Please rewrite the material below, replacing "single-line list" with "one-line list" everywhere and keeping everything else unchanged. Leave the pictures out of your answer.
---
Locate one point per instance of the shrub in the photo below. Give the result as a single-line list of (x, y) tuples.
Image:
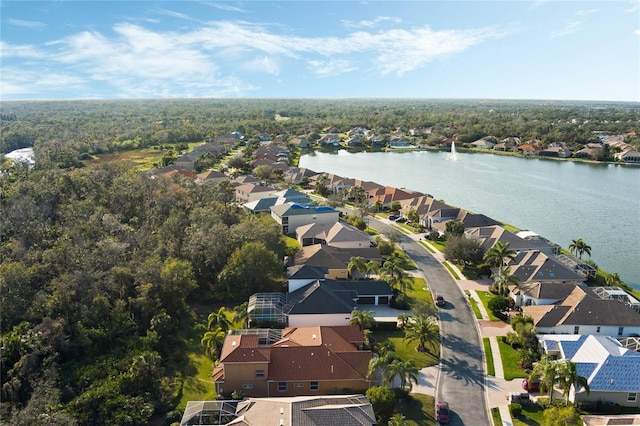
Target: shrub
[(515, 409)]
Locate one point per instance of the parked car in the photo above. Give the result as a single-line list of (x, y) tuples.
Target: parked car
[(531, 385), (443, 415)]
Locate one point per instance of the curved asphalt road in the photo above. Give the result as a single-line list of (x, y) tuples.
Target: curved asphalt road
[(461, 380)]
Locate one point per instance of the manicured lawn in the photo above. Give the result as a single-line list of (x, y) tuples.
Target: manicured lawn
[(491, 369), (407, 350), (421, 412), (485, 296), (510, 358), (474, 308), (532, 415)]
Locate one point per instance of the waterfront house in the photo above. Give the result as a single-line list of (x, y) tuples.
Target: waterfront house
[(612, 370)]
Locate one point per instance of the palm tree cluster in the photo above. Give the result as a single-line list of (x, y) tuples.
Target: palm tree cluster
[(562, 373)]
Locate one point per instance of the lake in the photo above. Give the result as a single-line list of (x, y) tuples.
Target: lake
[(560, 200)]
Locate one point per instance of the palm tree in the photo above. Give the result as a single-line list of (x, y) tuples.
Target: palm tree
[(212, 342), (568, 376), (503, 279), (406, 371), (579, 247), (381, 363), (373, 267), (498, 255), (218, 319), (545, 369), (363, 319), (356, 263), (425, 330), (403, 319), (613, 280)]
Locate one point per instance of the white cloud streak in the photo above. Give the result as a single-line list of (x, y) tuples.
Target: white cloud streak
[(34, 25), (211, 60)]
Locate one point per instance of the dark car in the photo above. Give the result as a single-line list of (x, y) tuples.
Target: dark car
[(531, 385), (443, 415)]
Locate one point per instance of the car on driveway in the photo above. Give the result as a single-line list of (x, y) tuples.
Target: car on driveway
[(443, 415), (531, 385)]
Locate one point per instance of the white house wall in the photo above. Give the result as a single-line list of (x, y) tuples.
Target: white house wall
[(315, 320)]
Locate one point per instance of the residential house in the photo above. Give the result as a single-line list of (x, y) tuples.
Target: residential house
[(388, 194), (293, 362), (612, 371), (584, 312), (344, 410), (251, 192), (280, 197), (292, 215), (211, 177), (336, 259), (337, 234)]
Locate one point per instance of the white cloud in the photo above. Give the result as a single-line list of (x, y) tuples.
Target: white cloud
[(570, 28), (371, 23), (330, 68), (18, 51), (34, 25), (223, 6), (212, 59)]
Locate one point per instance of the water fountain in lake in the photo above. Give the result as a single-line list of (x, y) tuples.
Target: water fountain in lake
[(452, 155)]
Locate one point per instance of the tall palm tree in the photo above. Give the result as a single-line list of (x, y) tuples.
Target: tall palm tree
[(212, 342), (503, 279), (423, 329), (498, 255), (546, 370), (406, 371), (613, 280), (356, 263), (579, 247), (363, 319), (381, 363), (218, 319), (568, 377)]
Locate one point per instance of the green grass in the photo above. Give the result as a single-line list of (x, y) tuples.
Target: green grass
[(474, 307), (532, 415), (421, 412), (491, 369), (485, 296), (510, 358), (451, 270), (495, 415)]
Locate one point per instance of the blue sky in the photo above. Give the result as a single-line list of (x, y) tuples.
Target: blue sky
[(567, 50)]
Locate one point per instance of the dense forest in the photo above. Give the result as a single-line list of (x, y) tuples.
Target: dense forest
[(64, 132), (102, 268)]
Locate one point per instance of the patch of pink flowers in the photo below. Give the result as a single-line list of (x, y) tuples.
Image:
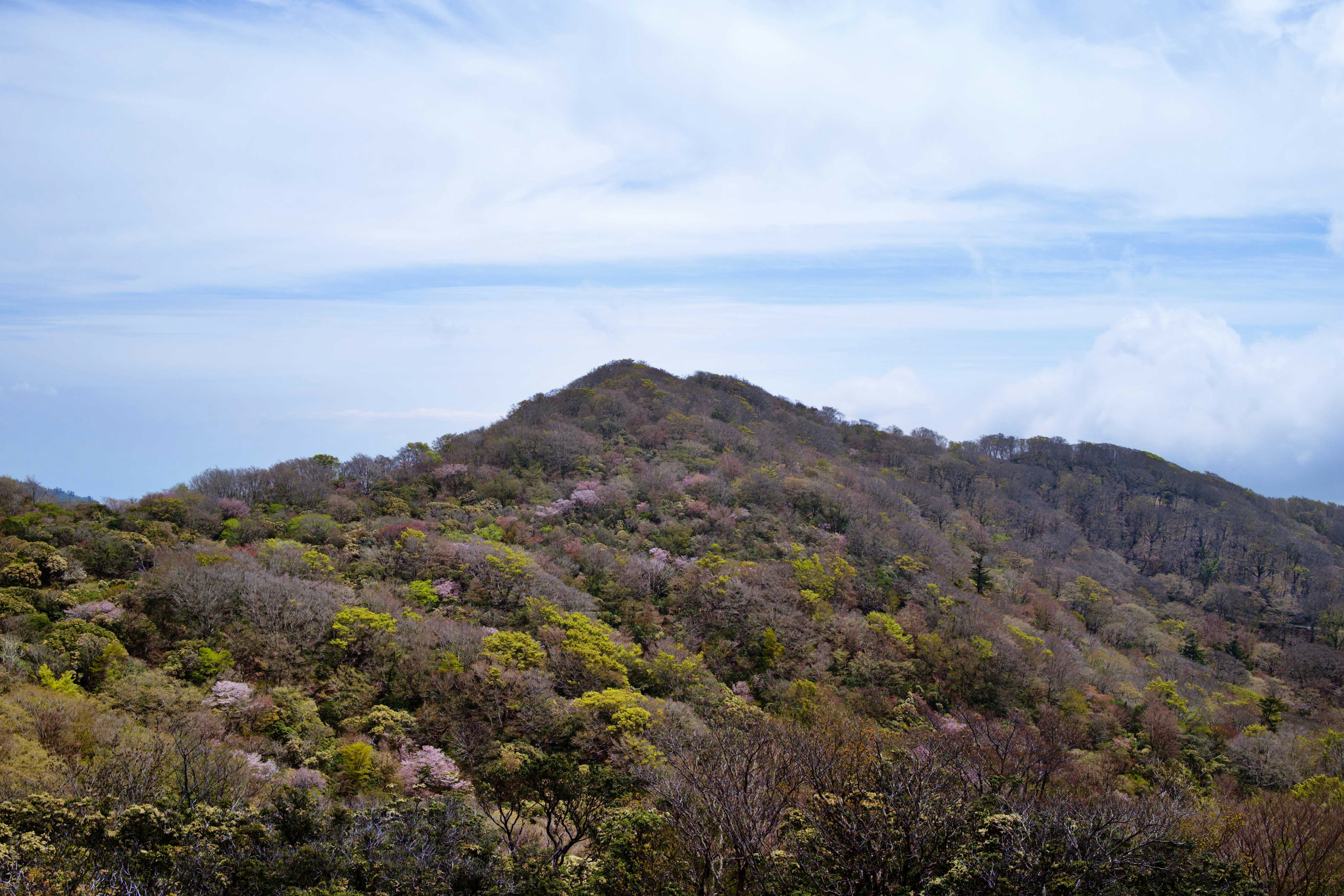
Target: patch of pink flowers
[(234, 510), (229, 694), (96, 609), (428, 771)]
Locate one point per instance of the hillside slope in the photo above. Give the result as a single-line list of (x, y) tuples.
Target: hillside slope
[(636, 558)]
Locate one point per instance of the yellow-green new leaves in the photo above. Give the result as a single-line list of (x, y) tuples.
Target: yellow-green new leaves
[(819, 581), (814, 573), (1166, 691), (65, 684), (354, 625), (587, 653), (512, 649), (622, 708), (889, 626), (506, 577)]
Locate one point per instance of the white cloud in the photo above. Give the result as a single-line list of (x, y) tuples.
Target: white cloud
[(158, 146), (897, 396), (1268, 413), (417, 414)]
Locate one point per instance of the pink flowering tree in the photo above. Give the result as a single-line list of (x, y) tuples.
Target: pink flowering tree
[(428, 771)]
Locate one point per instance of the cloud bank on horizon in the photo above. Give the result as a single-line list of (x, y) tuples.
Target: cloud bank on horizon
[(226, 222)]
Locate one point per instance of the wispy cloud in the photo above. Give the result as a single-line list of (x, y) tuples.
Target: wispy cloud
[(416, 414), (163, 146)]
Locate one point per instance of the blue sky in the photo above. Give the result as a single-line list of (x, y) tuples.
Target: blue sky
[(234, 233)]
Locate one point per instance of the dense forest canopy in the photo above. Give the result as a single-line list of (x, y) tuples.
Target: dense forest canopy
[(652, 635)]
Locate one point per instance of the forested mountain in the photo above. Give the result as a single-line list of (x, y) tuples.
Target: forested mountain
[(652, 635)]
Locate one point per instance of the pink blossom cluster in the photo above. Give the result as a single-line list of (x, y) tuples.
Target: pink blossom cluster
[(555, 508), (428, 771), (96, 609), (234, 510), (229, 694), (307, 778)]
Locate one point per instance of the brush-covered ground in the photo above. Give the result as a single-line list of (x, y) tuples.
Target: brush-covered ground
[(652, 635)]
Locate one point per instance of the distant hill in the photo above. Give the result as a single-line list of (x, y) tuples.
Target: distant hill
[(707, 613)]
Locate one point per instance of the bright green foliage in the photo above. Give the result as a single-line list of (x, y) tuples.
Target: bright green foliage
[(319, 564), (889, 626), (65, 684), (1089, 590), (195, 662), (820, 577), (588, 652), (1191, 649), (1322, 790), (357, 626), (672, 678), (512, 649), (91, 651), (296, 715), (355, 765), (384, 723), (506, 577), (622, 708), (491, 532), (25, 575), (639, 855), (1272, 713), (1166, 691), (422, 593)]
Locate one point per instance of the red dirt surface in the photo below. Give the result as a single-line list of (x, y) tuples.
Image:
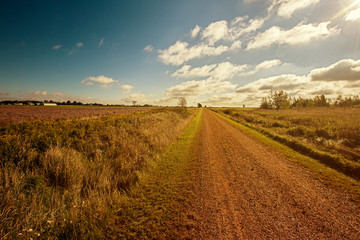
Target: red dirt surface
---
Response to the task:
Locate one point per instance of the shrub in the photo below. Give the result as a one-line list of (x, y) tuples.
Image:
Target: shrub
[(515, 409)]
Locate one point per instance of the parked car in the photo above. Give the result as a one-line list of (x, y) tuples.
Target: parked car
[(531, 385), (443, 415)]
Locate one point per instance of the curved asphalt road in the photo above. Give the result as a one-line list of (x, y) tuples.
Target: curved asphalt road
[(461, 380)]
Locate one point per instance of the manicured lawn in the photo above. Give the result as a one-line list of (x, y) tuples.
Target: manicured lawn
[(491, 369), (407, 350), (421, 412), (485, 296), (510, 358), (474, 308), (532, 415)]
Locate one point per instance of the waterfront house in the photo above. Give the result as a one-line list of (x, y) tuples.
Target: waterfront house
[(612, 370)]
Locate one point per instance of the palm tree cluster in the photo above. Give the result as a one-line list of (x, y) tuples.
Target: palm tree cluster
[(562, 373)]
Locate one point per instance of the lake in the photo above. Give the result as a one-line list of (x, y) tuples.
Target: lake
[(560, 200)]
Locate one point per instance of the palm tree in the photo above. Give the result as a one-line list of (x, y) tuples.
Target: palm tree
[(212, 342), (568, 376), (503, 279), (406, 371), (579, 247), (381, 363), (373, 267), (498, 255), (218, 319), (545, 369), (363, 319), (356, 263), (425, 330), (403, 319), (613, 280)]
Locate one point per instance of the white cloud streak in the photo above. Give the result as a one-line list of (x, y) tuples.
Target: white cloud streak
[(34, 25), (211, 60)]
Locate one point per instance of the dark car in the photo above. Give the result as a one-line list of (x, y) tuples.
Target: dark car
[(531, 385), (443, 415)]
Locate one point per instance of the car on driveway in the photo above. Give the result as a one-line list of (x, y) tuples.
Target: car on driveway
[(443, 415), (531, 385)]
Locate one point per instance of the white house wall in the photo above. Give the result as a one-line list of (x, y) tuples.
Target: white house wall
[(315, 320)]
Locate one point per instance of the residential house in the photo above. Give the result as a one-line list of (x, y) tuples.
Target: residential house
[(388, 194), (293, 362), (612, 371), (584, 312), (344, 410), (251, 192), (280, 197), (292, 215), (211, 177), (336, 259), (337, 234)]
Locate one point per instance of the white cloud in the photo above. Give the result as a one-line list of (x, y) tuples.
Target: white cloud
[(570, 28), (371, 23), (330, 68), (18, 51), (34, 25), (223, 6), (212, 59)]
Locate one point per instance of the water fountain in lake in the photo above. Give the result as a one-line list of (x, y) tuples.
Target: water fountain in lake
[(452, 155)]
Locate one point per instance of the tall palm tree in the photo above. Give the result as a one-line list of (x, y) tuples.
Target: tall palm tree
[(212, 342), (503, 279), (423, 329), (498, 255), (546, 370), (406, 371), (613, 280), (356, 263), (579, 247), (363, 319), (381, 363), (218, 319), (568, 377)]
Locate one point per instance of the green grass in the photo above. Give the result as a one-line list of (x, y) tuples.
Target: green grass
[(474, 307), (532, 415), (421, 412), (491, 369), (485, 296), (510, 358), (451, 270), (495, 415)]
Locate one point per instance of the blue sky in the photo above. Give the result as a one-line list of (x, y) tuples.
Target: blue sky
[(567, 50)]
Locate one point per instance of the dense forest in the photo above. Give the result as a one-line list of (x, y) tuples.
Target: dense forest
[(64, 132), (102, 268)]
Locate one point per instance of the patch of pink flowers in the photo below. Give the result as a one-line list of (x, y) tuples.
Image:
Target: patch of pink flowers
[(234, 510), (229, 694), (96, 609), (428, 771)]
Locate one point per instance of the hillside slope in the photo above. Give the result as a one-line list of (x, y) tuples.
Target: hillside slope
[(636, 558)]
Locate one point per instance of the yellow-green new leaves in the photo above. Give the result as a one-line list of (x, y) tuples.
Target: yellow-green new leaves
[(819, 581), (814, 573), (1166, 691), (65, 684), (354, 625), (587, 653), (512, 649), (622, 708), (889, 626), (506, 577)]
Locate one point per instance of the white cloud in the photo above. Give the result as a one-line list of (x, y) tuples.
Target: white cloud
[(158, 146), (897, 396), (1268, 413), (417, 414)]
Locate one point per instance of the pink flowering tree in the photo above. Give the result as a one-line list of (x, y) tuples.
Target: pink flowering tree
[(428, 771)]
Locate one point per instance of the cloud bank on horizon in the photo above. Give the result as a one-line list of (x, y) tuples.
Target: cloud bank on horizon
[(226, 222)]
Locate one point per instance of the wispy cloud in the photo above. Give the result as a one-line list of (x, y) tuples.
Target: wispy cloud
[(416, 414), (163, 146)]
Locate one point per instance of the blue sky in the photo above. Give the result as a one-line list of (x, y) tuples.
Target: blue sky
[(234, 233)]
Locate one point per instance of the dense forest canopy in the photo above. Give the result as a one-line list of (x, y) tuples.
Target: dense forest canopy
[(652, 635)]
Locate one point per instance of the forested mountain in the photo above. Give the result as a one-line list of (x, y) tuples.
Target: forested mountain
[(652, 635)]
Locate one point per instance of the pink blossom cluster in the photo above. Give the result as a one-line list of (x, y) tuples.
Target: pink blossom cluster
[(555, 508), (428, 771), (96, 609), (234, 510), (229, 694), (307, 778)]
Locate one point per instance of the brush-covered ground in the photo above. Give the result as a one-line list of (x, y) tuples.
Target: brush-covered ground
[(652, 635)]
Locate one point per instance of the distant hill in the photo above. Give the result as a one-line list of (x, y) tuples.
Target: distant hill
[(707, 613)]
Locate one point per instance of the bright green foliage in the photo above. Give the result as a one-line list of (x, y) tuples.
Target: bright green foliage
[(319, 564), (889, 626), (65, 684), (1089, 590), (195, 662), (820, 577), (588, 652), (1191, 649), (1322, 790), (357, 626), (672, 678), (512, 649), (91, 651), (296, 715), (355, 765), (384, 723), (506, 577), (622, 708), (491, 532), (25, 575), (639, 855), (1272, 713), (1166, 691), (422, 593)]
Locate one point per instance of the red dirt surface in the photo below. Give the result as a one-line list of (x, y) tuples.
Image:
Target: red dirt surface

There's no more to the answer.